* Problem description: Filter these entries down to the lines that hold the word "wheel", and show each of them.

* Study material:
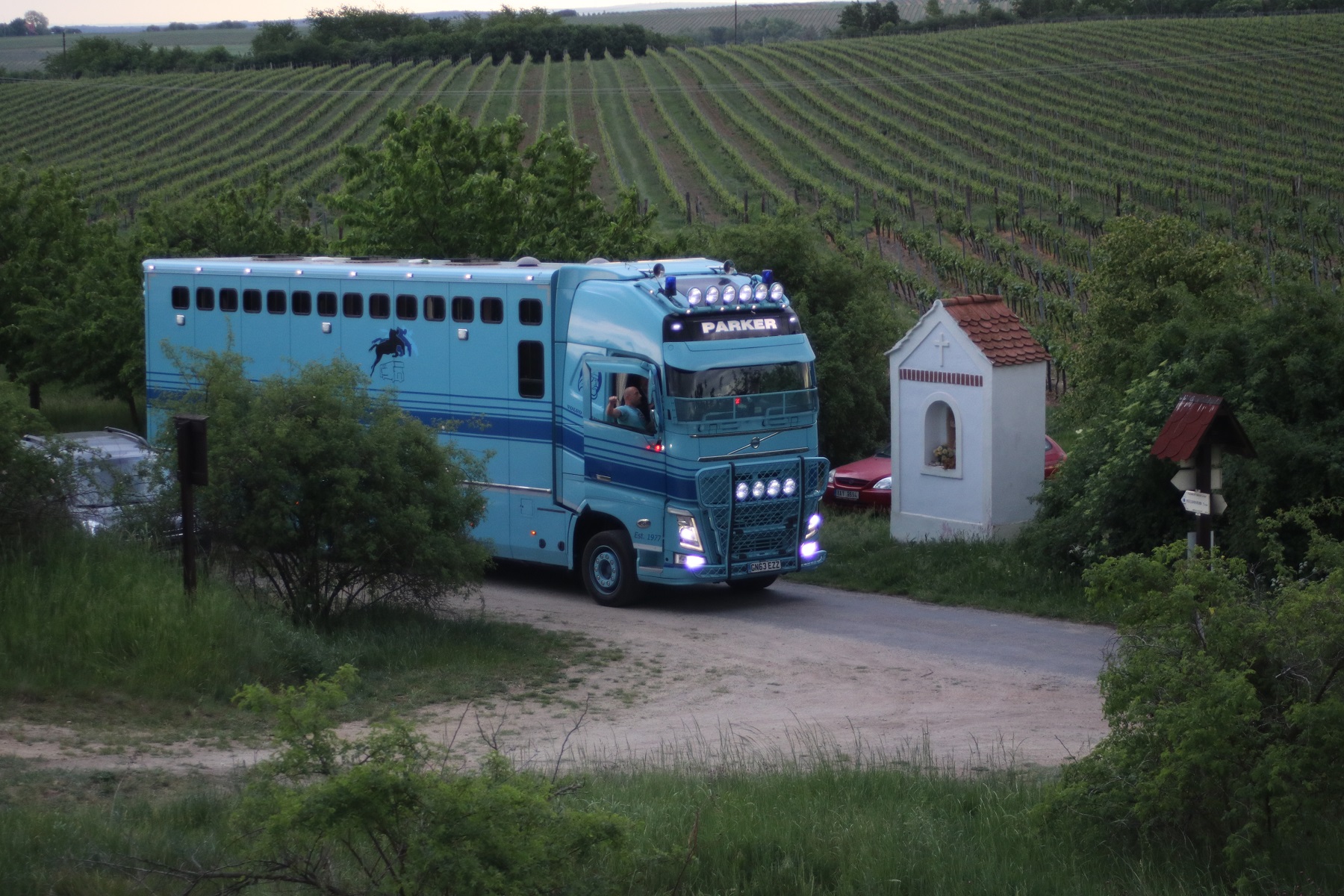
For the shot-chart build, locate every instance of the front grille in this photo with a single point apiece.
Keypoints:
(759, 528)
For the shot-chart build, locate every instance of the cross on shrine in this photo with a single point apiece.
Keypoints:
(941, 343)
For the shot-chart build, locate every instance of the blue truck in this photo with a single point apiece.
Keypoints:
(640, 422)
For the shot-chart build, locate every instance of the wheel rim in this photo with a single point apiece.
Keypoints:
(606, 570)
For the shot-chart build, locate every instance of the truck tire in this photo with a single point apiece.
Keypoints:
(609, 570)
(759, 583)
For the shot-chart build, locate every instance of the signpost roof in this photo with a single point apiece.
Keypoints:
(1199, 418)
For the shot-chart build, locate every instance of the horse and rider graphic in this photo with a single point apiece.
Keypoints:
(396, 344)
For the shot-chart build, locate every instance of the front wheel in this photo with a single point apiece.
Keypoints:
(609, 570)
(759, 583)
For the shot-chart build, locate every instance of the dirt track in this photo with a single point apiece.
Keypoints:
(791, 669)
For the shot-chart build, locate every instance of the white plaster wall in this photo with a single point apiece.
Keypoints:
(927, 504)
(1019, 441)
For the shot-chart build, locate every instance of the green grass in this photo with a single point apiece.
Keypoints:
(998, 575)
(97, 632)
(745, 827)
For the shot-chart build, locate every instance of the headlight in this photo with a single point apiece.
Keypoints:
(687, 534)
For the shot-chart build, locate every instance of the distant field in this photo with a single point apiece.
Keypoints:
(20, 54)
(981, 160)
(818, 16)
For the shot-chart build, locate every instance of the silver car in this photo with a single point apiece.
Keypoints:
(111, 472)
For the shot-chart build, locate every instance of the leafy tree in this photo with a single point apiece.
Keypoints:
(435, 186)
(31, 484)
(1174, 314)
(1225, 702)
(257, 218)
(329, 494)
(388, 815)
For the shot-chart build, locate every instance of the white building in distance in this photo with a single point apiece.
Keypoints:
(968, 422)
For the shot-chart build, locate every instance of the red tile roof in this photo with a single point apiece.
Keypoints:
(1195, 418)
(995, 329)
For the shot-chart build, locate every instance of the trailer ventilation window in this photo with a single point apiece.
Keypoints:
(531, 370)
(492, 311)
(406, 308)
(435, 308)
(530, 312)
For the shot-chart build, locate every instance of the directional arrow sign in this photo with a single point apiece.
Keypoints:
(1196, 501)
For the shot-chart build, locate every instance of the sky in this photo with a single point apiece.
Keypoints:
(100, 13)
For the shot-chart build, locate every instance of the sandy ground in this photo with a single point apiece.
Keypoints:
(700, 687)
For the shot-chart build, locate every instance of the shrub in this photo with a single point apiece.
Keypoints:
(383, 815)
(1226, 704)
(329, 496)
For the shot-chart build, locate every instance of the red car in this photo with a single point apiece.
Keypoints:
(867, 482)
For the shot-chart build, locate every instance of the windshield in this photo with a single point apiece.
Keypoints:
(735, 393)
(725, 382)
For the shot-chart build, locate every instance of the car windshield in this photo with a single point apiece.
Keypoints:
(735, 393)
(111, 481)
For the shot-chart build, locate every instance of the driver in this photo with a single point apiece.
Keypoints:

* Final answer:
For the shot-chart build, locate every instance of the wheel rim in this photo with a single point apiece.
For the shot-chart build, locate every instance of the front wheel in this photo with a single point apiece.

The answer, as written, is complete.